#### [DOCUMENT SEGMENT]
The catalytic converter’s efficiency and temperature go hand in hand. If the converter is operating as it should, the outlet temperature should be slightly higher than the inlet. The old rule of thumb was a 100-degree Fahrenheit difference. However, many modern vehicles might not show that much of a difference.

There is no actual “catalyst temperature sensor.” What the codes described in this article refer to is the oxygen sensor. The “bank 1” part of the code indicates the issue is with the engine’s first bank. That is, the bank that includes cylinder number 1. “Sensor 2” refers to the sensor mounted downstream of the catalytic converter.

Trouble code P042C is set when the PCM detects a low catalyst temperature sensor signal in bank 1, catalyst temperature sensor 2 circuit. This typically indicates the circuit is shorted.

#### [YOUR GOAL]
Copy the passage on catalytic converters word for word, from "The catalytic converter’s" up to and including "the catalytic converter.".

#### [PROVIDED DATA]

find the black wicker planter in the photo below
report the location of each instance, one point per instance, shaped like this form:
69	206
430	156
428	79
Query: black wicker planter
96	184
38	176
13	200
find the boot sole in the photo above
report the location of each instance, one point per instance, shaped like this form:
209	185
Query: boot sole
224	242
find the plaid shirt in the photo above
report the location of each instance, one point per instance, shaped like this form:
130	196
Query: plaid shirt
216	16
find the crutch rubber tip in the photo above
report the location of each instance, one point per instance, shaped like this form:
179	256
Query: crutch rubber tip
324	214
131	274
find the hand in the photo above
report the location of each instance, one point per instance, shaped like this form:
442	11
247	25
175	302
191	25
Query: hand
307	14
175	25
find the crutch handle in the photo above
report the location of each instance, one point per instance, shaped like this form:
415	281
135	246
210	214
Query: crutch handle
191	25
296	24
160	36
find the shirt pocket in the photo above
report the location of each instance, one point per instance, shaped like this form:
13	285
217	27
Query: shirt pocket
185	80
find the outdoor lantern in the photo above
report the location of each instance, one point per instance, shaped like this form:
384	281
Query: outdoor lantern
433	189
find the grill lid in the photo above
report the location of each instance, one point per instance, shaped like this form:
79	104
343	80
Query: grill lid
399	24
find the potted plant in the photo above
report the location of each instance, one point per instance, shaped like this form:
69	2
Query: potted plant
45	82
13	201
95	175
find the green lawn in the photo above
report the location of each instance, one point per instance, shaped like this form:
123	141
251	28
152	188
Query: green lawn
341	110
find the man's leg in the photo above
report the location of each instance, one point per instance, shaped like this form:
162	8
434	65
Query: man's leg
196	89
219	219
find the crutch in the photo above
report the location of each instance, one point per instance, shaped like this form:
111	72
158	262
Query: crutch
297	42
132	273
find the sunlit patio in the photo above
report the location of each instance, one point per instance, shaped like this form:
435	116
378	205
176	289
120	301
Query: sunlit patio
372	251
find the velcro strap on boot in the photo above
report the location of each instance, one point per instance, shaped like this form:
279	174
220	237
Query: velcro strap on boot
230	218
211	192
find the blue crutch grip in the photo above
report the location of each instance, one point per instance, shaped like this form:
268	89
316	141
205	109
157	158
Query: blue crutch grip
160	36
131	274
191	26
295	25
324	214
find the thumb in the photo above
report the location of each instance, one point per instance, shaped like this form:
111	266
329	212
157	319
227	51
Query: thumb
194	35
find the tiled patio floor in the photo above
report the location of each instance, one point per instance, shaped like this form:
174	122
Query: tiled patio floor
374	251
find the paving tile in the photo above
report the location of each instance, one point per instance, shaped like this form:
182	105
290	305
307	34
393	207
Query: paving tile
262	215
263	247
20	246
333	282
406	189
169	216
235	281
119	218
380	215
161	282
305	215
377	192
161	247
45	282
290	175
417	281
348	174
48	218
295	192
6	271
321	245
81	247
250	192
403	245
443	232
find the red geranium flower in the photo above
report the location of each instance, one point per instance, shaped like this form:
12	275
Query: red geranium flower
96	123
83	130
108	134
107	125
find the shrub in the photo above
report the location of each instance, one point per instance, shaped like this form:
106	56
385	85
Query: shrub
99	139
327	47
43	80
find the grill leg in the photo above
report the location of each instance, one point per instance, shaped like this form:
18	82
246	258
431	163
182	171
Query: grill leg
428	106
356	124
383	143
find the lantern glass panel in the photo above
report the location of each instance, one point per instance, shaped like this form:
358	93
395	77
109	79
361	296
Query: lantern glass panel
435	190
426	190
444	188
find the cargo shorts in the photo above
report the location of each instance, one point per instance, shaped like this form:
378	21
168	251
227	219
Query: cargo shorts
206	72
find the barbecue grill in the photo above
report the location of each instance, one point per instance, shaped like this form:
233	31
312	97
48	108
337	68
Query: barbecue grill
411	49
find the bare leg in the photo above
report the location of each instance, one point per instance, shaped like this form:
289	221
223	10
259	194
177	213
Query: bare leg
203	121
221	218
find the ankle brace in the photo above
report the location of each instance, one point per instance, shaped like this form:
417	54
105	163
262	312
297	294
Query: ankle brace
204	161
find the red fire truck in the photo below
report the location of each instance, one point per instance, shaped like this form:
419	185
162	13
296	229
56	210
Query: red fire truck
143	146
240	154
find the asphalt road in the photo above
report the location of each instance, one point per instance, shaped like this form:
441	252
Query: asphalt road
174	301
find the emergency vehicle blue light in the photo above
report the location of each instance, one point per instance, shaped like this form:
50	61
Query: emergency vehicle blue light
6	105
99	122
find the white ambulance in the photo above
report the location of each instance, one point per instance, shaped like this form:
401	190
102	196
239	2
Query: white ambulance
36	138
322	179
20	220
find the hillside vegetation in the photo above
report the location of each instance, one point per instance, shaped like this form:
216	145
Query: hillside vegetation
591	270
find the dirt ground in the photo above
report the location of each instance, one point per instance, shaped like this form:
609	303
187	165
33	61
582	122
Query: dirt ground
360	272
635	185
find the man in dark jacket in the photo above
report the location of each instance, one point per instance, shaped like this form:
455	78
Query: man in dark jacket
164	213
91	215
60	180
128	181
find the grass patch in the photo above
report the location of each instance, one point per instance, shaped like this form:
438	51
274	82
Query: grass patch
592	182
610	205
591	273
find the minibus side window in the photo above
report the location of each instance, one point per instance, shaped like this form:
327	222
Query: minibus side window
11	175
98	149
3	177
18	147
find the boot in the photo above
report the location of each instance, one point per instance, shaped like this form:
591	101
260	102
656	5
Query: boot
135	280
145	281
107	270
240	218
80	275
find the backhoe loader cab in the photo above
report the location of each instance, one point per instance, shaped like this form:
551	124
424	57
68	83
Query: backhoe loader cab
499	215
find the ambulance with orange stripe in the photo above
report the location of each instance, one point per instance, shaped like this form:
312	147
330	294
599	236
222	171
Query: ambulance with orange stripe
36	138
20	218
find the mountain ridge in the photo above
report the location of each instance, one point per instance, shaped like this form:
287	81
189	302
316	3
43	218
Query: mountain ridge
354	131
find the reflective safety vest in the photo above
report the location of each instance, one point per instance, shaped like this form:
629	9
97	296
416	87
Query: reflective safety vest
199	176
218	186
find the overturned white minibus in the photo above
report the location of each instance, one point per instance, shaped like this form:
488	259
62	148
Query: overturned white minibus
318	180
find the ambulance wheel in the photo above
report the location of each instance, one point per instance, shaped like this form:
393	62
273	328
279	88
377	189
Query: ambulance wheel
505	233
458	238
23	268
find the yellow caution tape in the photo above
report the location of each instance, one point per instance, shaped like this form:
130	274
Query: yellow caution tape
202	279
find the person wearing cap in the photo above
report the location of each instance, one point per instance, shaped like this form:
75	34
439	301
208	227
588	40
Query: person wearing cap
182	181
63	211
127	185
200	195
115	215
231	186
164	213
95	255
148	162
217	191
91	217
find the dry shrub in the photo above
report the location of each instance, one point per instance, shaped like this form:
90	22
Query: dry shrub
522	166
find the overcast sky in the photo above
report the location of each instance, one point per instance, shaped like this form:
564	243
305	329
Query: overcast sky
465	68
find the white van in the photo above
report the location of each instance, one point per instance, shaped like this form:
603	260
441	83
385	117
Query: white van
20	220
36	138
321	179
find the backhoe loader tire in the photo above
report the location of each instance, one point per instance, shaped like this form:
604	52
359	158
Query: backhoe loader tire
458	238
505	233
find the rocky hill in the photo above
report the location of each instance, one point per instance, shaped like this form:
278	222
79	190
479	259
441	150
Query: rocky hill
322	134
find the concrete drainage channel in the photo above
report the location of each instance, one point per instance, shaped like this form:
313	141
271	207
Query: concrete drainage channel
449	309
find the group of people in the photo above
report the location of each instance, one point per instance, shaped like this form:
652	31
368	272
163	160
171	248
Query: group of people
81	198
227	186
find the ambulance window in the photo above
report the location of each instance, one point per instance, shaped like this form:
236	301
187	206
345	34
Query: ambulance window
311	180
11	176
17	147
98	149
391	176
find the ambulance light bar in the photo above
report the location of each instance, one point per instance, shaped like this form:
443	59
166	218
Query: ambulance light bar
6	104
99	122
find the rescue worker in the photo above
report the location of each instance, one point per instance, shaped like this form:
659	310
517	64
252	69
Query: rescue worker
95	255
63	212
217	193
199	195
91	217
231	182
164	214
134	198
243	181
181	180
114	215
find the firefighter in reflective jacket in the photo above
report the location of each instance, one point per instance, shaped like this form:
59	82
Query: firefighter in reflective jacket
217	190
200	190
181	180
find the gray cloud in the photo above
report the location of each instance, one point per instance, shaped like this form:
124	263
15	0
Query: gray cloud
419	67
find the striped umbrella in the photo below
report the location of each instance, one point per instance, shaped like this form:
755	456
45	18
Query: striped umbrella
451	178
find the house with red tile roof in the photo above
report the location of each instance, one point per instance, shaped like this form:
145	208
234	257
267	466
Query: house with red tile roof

#### [ANSWER SPACE]
The catalytic converter’s efficiency and temperature go hand in hand. If the converter is operating as it should, the outlet temperature should be slightly higher than the inlet. The old rule of thumb was a 100-degree Fahrenheit difference. However, many modern vehicles might not show that much of a difference.

There is no actual “catalyst temperature sensor.” What the codes described in this article refer to is the oxygen sensor. The “bank 1” part of the code indicates the issue is with the engine’s first bank. That is, the bank that includes cylinder number 1. “Sensor 2” refers to the sensor mounted downstream of the catalytic converter.